* Brano scelto:
--------------------------------------------------

Fitz Roy: Via del Tehuelche seconda ripetizione
Nel gennaio 2009 due guide alpine sloveni, Urban Azman e Boris Lorencic, hanno compiuto la seconda ripetizione della Via del Tehuelche sulla parete Nord del Fitz Roy, in Patagonia. La via era stata aperta con l'uso di corde fisse da Carlo Barbolini, Massimo Boni, Mauro Petronio, Angelo Pozzi, Mauro Rontini e Marco Sterni nel 1986 ma il gruppo era stato costretto a rinunciare circa 100m sotto la cima vera e propria a causa delle fortissimi raffiche di vento sulla cresta sommitale. In ogni caso tutti i componenti della spedizione sono arrivati alla fine della via, che può considerarsi una linea autonoma per il fatto che finisce sulla via Francese (Afanassief).
Dieci anni dopo questa bellissima via di 1300m, che prende il nome dagli antichi abitanti della Patagonia, era poi stata completata con la salita in vetta a Rolando Garibotti e Doug Byerly in stile alpino e in due giorni. Urban Azman e Boris Lorencic sono saliti il 12 e 13 gennaio e ora sono soltanto il secondo team ad aver raggiunto la cima.
Poco prima del loro ritorno gli Sloveni hanno approfittato di una finestra di bel tempo per ripetere la via Fonrouge - Comesana sulla Aguja Guillaumet e, fatto molto più importante, hanno partecipato ad un complicato salvataggio di un alpinista colombiano infortunato sulla Torre de la Media Luna. I pensieri di Lorencic, tra l'altro vincitore del Piolet d'Or 2006 per la salita del Chomo Lhari assieme a Marko Prezelj, obbligano a riflettere.
Via del Tehuelche, Fitz Roy
Il 10 di gennaio le previsioni davano due giorni di bel tempo quindi abbiamo raccolto il nostro materiale e abbiamo lasciato i comfort di El Chalten - la Chamonix argentina - per raggiungere la sella Del Cuadrado dove abbiamo trascorso la notte.

--------------------------------------------------

* Record forniti:
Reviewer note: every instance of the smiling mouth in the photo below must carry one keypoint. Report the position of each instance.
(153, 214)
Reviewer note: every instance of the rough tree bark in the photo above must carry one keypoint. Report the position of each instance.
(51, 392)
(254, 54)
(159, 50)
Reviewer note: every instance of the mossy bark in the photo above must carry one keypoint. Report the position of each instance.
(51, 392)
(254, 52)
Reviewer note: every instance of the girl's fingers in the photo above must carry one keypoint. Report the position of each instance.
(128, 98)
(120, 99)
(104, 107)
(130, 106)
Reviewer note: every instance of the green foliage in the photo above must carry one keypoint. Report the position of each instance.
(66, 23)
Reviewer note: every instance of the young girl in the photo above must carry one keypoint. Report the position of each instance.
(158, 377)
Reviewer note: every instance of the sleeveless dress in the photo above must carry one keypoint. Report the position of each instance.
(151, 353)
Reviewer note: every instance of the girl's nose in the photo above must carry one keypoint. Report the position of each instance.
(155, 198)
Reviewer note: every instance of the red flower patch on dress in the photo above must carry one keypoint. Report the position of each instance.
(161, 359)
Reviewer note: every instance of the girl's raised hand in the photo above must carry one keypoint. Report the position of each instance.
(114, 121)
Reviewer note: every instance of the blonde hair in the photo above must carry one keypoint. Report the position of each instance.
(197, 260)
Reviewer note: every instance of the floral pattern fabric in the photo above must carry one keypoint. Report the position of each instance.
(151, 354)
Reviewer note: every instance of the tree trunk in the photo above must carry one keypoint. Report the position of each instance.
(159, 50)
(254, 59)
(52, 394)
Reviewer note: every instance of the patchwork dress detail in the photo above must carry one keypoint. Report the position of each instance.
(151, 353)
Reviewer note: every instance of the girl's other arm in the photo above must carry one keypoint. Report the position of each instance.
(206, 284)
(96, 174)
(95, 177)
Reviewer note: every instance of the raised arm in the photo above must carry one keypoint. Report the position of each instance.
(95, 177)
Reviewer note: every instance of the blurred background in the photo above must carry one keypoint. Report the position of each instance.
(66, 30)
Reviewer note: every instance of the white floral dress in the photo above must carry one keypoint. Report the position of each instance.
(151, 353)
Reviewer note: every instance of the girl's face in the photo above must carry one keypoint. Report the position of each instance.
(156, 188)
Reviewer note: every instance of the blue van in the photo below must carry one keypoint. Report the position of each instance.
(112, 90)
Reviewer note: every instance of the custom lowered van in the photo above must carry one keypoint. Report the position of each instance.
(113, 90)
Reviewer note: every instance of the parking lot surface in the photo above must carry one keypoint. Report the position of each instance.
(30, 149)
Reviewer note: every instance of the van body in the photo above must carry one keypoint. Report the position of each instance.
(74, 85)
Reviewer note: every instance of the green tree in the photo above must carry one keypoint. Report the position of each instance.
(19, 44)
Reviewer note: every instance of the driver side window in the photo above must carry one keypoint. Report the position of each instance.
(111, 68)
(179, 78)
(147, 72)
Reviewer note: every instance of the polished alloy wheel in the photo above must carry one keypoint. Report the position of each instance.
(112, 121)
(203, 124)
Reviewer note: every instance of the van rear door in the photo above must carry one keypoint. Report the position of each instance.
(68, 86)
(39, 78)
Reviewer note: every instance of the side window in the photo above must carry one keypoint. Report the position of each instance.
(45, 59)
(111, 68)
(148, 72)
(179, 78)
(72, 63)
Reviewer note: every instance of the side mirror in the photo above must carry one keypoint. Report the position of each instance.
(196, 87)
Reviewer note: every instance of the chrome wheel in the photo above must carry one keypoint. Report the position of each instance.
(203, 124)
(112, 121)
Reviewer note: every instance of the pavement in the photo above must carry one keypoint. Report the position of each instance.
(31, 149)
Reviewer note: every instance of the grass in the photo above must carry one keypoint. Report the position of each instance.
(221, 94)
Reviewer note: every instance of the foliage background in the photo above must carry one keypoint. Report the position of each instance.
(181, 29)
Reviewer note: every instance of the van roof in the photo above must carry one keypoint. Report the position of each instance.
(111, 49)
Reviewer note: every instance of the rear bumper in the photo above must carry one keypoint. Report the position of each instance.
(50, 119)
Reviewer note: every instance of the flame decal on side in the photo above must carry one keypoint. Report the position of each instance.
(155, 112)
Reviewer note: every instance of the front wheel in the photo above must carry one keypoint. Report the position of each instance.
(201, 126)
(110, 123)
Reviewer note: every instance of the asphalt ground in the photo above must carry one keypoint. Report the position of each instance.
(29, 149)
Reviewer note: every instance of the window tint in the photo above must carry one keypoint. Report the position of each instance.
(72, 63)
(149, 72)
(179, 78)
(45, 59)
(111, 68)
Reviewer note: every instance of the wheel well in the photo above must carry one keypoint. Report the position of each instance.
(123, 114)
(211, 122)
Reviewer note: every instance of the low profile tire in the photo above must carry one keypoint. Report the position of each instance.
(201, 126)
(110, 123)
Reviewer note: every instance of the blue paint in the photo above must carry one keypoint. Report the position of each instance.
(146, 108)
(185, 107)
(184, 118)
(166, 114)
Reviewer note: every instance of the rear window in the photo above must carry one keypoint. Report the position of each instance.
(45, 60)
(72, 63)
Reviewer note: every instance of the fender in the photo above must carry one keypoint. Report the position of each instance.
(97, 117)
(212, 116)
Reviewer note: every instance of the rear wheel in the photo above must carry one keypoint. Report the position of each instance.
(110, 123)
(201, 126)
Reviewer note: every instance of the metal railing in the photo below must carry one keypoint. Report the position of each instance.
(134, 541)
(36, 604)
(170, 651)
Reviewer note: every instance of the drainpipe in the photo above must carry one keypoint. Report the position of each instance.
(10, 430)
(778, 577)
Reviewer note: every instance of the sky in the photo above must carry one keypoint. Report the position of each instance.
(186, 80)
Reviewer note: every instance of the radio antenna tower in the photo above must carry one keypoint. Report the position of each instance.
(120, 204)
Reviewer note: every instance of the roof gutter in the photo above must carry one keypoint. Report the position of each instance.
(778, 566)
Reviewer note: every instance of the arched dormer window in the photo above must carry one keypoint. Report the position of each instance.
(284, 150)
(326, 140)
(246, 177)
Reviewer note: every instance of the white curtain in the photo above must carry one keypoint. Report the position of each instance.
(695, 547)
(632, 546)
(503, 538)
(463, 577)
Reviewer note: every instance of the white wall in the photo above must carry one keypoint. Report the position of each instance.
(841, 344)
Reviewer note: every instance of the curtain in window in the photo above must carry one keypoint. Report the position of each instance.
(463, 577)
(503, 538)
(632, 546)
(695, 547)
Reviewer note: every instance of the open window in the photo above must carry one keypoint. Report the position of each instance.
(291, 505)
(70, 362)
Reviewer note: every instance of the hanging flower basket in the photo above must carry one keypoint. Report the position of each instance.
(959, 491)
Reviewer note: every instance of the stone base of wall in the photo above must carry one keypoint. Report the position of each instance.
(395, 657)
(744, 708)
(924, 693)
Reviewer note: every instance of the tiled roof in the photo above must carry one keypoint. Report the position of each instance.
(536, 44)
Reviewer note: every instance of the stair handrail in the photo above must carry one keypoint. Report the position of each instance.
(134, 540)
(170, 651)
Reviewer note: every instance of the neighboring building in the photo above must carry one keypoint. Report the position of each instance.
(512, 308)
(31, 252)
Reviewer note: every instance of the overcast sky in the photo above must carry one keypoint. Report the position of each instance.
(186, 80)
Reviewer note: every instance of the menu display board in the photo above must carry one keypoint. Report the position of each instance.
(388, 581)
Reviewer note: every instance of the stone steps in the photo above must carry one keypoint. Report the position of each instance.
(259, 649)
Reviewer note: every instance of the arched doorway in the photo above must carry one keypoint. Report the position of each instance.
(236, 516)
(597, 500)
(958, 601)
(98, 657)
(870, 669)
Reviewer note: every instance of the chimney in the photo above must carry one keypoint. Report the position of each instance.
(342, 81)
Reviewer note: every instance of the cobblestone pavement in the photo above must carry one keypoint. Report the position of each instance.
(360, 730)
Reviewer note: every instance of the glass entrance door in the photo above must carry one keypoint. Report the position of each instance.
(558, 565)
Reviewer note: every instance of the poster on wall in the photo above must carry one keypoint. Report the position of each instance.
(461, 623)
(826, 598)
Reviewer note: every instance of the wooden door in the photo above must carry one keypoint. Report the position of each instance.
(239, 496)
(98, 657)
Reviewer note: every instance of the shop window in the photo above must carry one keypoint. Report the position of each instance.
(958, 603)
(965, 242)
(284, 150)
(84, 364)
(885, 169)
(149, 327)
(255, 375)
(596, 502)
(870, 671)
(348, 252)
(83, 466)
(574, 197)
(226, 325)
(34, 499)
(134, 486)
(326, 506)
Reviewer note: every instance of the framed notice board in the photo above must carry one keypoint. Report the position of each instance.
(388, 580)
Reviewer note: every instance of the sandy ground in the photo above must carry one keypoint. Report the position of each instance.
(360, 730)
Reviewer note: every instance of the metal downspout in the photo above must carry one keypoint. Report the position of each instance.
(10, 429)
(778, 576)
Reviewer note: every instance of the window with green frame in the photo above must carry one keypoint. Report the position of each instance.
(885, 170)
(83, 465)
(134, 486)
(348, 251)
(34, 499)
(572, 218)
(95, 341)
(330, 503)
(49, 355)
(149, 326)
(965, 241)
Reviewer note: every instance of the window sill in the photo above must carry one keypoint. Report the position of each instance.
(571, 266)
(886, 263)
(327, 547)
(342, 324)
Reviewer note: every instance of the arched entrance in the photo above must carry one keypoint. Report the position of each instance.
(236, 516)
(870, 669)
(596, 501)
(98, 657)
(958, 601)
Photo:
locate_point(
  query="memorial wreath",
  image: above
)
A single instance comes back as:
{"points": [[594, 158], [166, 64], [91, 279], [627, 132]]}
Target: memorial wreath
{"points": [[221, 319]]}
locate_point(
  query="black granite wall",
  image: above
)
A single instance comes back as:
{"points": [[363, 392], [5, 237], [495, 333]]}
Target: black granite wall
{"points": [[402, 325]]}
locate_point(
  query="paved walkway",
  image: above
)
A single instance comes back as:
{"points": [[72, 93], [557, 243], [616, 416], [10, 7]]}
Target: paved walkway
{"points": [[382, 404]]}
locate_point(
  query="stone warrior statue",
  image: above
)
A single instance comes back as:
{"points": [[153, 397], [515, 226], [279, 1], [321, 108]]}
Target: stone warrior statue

--------------------------------------------------

* Compiti da svolgere:
A. Individua nei record tutte le righe che contengono la stringa "below" e trascrivile, tenendo conto di maiuscole e minuscole.
B. Prosegui il brano sulla Via del Tehuelche al Fitz Roy a partire dall'ultima frase riportata.

* Risposte per compito:
A.
Reviewer note: every instance of the smiling mouth in the photo below must carry one keypoint. Report the position of each instance.
Reviewer note: every instance of the blue van in the photo below must carry one keypoint. Report the position of each instance.
Reviewer note: every instance of the metal railing in the photo below must carry one keypoint. Report the position of each instance.

B.
Abbiamo iniziato ad arrampicare alle 7.00 di mattina, salendo per facili fessure verso un'enorme cengia chiamata "Grand Hotel" a circa 1/3 della parete. Siccome le fessure erano riempite di ghiaccio e a volte nascoste sotto la neve procedevamo lenti. Così otto ore dopo la partenza abbiamo raggiunto il Grand Hotel dove ci siamo fermati per riposare.
Sopra il Grand Hotel il "Diedro di Marco" incombeva “minaccioso” - 50 metri di fessure off-width che costituiscono il passo chiave della via, il tiro più difficile. Urban è salito da primo, accompagnanodo il suo sforzo con incastri artistici, un linguaggio colorito e soltanto un Camelot 6 per proteggersi. Questo tiro ci ha spremuto notevolmente, rendendo i tiri seguenti, ricoperti da un leggero strato di verglas, più seri di quello che avrebbero dovuto essere.
Alle 2 di notte avevamo salito cinque tiri, circa 300m, ed eravamo esausti. Abbiamo riposato 4 ore fino all'alba prima di raccogliere le nostre riserve di energie e fare un altro sforzo. Abbiamo dormito poco in una posizione di estrema scomodità, Urban rannicchiato su una piccola cengia mentre io dondolavo sopra l'abisso attaccato all'imbrago. Sentivamo i nostri corpi, intirizziti dal freddo che lentamente si scongelavano con il tipico formicolio ai fianchi e i crampi debilitanti dei piedi.
Alle 6 di mattina quando è sorto il sole stavamo già arrampicando, sollevati di essere in moto nuovamente dopo ore di doloroso riposo. Come per le lunghezze precedenti, le fessure erano riempite di ghiaccio e l'infido verglas ci ha costretto a salire in artificiale (A2) qualsiasi cosa che fosse più difficile del 6a. Mentre il sole si alzava eravamo esposti a cadute di ghiaccio e larghe lastre di ghiaccio scivolavano accanto a noi nell'abisso. La salita in artificiale ci ha rallentato e mentre salivamo abbiamo iniziato a temere lo spietato tempo patagonico - sul ghiacciaio Hielo Continetial abbiamo visto comparire tutti i segni delle tempeste - il "Cassandra Patagonico" presagiva tempo inclemente e disagi in divenire.
Ma il tempo ha tenuto e circa 10 ore più tardi l'arrampicata è diventata più facile e finalmente siamo riusciti a piazzare delle protezioni decenti e a riposarci su soste buone. Ma questa tregua non è durata molto perché in breve siamo arrivati sugli ultimi 5, difficili tiri. Sono partito sul primo e, forte dell'obiettivo cosi vicino, ho tirato una lama che si è staccata senza fare rumore. Sono piombato giù per 10m con la lama ancora in mano... Poi l'ultimo dei 5 tiri difficili l'abbiamo salito nel buio.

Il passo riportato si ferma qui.